ASSIGNMENT
What's needed is a word-for-word retyping of the entries below, pictures omitted.

Start of ENTRIES PROVIDED

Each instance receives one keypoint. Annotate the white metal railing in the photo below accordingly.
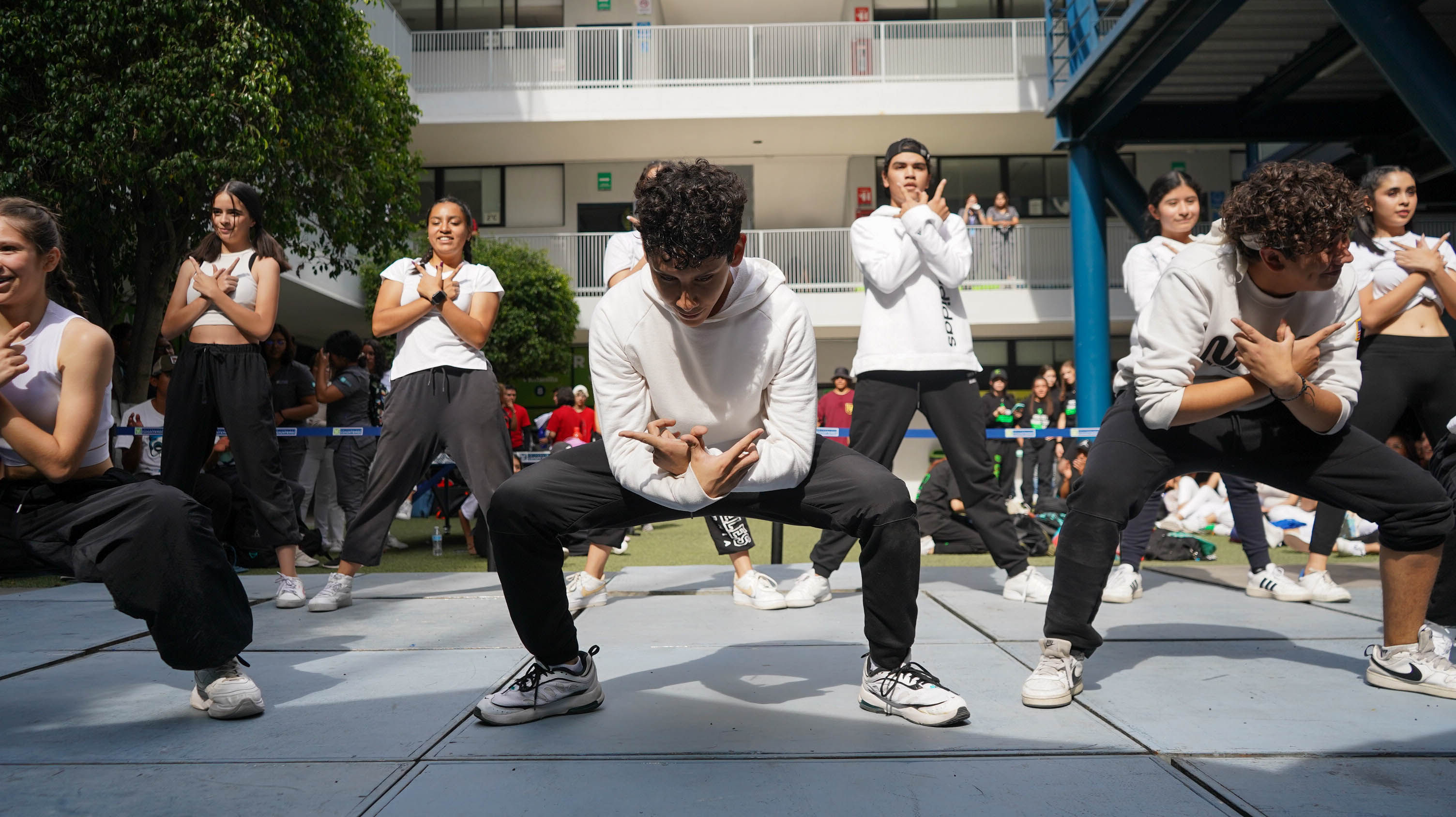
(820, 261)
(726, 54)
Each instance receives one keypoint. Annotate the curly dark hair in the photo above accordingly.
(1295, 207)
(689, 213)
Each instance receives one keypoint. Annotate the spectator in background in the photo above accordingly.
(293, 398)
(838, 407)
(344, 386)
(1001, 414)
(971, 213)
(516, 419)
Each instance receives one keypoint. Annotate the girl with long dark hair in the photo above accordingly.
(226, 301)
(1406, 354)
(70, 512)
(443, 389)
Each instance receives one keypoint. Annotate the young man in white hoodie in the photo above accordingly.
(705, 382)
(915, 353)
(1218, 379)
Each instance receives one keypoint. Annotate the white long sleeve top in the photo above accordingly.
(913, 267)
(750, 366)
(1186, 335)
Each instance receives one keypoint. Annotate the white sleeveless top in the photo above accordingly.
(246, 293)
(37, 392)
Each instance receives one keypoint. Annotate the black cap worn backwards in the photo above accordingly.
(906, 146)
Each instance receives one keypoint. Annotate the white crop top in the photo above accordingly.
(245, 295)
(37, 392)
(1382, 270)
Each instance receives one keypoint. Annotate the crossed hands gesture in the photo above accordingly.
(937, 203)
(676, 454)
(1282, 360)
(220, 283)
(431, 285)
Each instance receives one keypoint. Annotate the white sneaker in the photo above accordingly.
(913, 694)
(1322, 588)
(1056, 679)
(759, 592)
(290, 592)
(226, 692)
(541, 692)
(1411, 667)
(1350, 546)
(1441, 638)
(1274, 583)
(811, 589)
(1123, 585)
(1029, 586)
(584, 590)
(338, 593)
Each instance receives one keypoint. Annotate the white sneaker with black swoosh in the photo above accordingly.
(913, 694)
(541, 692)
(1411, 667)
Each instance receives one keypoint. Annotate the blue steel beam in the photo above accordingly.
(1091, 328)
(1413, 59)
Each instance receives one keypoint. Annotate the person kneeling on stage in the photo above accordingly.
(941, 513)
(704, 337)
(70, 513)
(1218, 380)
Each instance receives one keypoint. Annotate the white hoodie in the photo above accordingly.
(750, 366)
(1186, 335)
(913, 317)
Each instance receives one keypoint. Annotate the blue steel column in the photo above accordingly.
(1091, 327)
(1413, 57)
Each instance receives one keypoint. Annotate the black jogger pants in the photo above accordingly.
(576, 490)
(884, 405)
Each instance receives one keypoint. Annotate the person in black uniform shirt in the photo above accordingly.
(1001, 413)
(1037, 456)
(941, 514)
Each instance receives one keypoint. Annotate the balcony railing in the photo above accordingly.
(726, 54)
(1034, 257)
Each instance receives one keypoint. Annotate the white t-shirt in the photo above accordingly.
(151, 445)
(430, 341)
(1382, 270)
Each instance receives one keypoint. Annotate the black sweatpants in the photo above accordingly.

End of ENTRIES PROVIDED

EXPECTED OUTPUT
Each instance receives one keypoint. Annotate the white metal railing in the photo below accordingly.
(820, 261)
(726, 54)
Each instance receives one keypoint. Annotate the curly dark hair in the photo above accordingly.
(1295, 207)
(689, 213)
Each instance receives one keypoint. Annotate the spectator in background in the photo above accordingly.
(293, 398)
(838, 407)
(344, 386)
(1001, 414)
(971, 213)
(516, 419)
Each instance receives one keypoint. Annotate the girl with long dark hair in the photo above accordingly.
(226, 301)
(1406, 354)
(70, 512)
(443, 389)
Each instance receives one keypoint. Annotate the young man in white hoodie in the photo above accordingly.
(705, 382)
(915, 353)
(1218, 379)
Each instance receives one keypoint. Annotate the white long sleeve top in the photo above accordingly.
(913, 267)
(750, 366)
(1186, 335)
Each instance receives one keypoint. Annotate the white sleeveless top in the photo above accordingly.
(246, 293)
(37, 392)
Each instance receives one keypoint. Annotate the black cap worn backwards in the photo above accordingly.
(906, 146)
Each instance receives one keypoint. Annotate the white crop top in the photo above accordingly.
(245, 295)
(37, 392)
(1382, 270)
Each instance receives one keypoint. Annotate the crossed hands gesture in the photo above accordingly.
(937, 203)
(676, 454)
(1282, 360)
(220, 283)
(431, 285)
Each instance receives one keypoint. Annotate the white sneaker in the photo above accordingly.
(913, 694)
(1322, 588)
(1056, 679)
(759, 592)
(290, 592)
(226, 692)
(541, 692)
(1411, 667)
(1350, 546)
(1441, 638)
(1274, 583)
(811, 589)
(1123, 585)
(1029, 586)
(584, 590)
(338, 593)
Each instance receives one keypoint. Annotate the white sneaker with black swoosh in the photo above accordingly.
(913, 694)
(541, 692)
(1411, 667)
Each instance receives one keypoint. Annotate the blue steel beam in the photo above accordingly.
(1091, 328)
(1413, 59)
Each instance receives one keypoint. Annotate the person kneeling on stage in the photo above accordingly.
(941, 513)
(704, 337)
(70, 513)
(1218, 380)
Each instance receives one keypoint. Annotate the white hoodie in the photo above accordingly.
(750, 366)
(1186, 335)
(913, 317)
Each instance receives one keypoint. Annotate the blue steel column in the photo above accordingly.
(1091, 327)
(1413, 57)
Each instance receives one keypoint. Annotate the black jogger pants in the photo above accordingly.
(576, 490)
(884, 405)
Each instance receives one keypoint. Annotate the person in black uniform shirt in the photo above accordingly.
(1001, 413)
(1037, 456)
(941, 514)
Each instance receives one keypoint. Annotate the balcony railing in the photo above accordingly.
(726, 54)
(1034, 257)
Each instance receives one keypoint. Annotate the white t-shirt in the photo above accordingly.
(151, 445)
(430, 341)
(1382, 270)
Each instance receives one keypoint. Annotate the black sweatpants in the photo above accordingly.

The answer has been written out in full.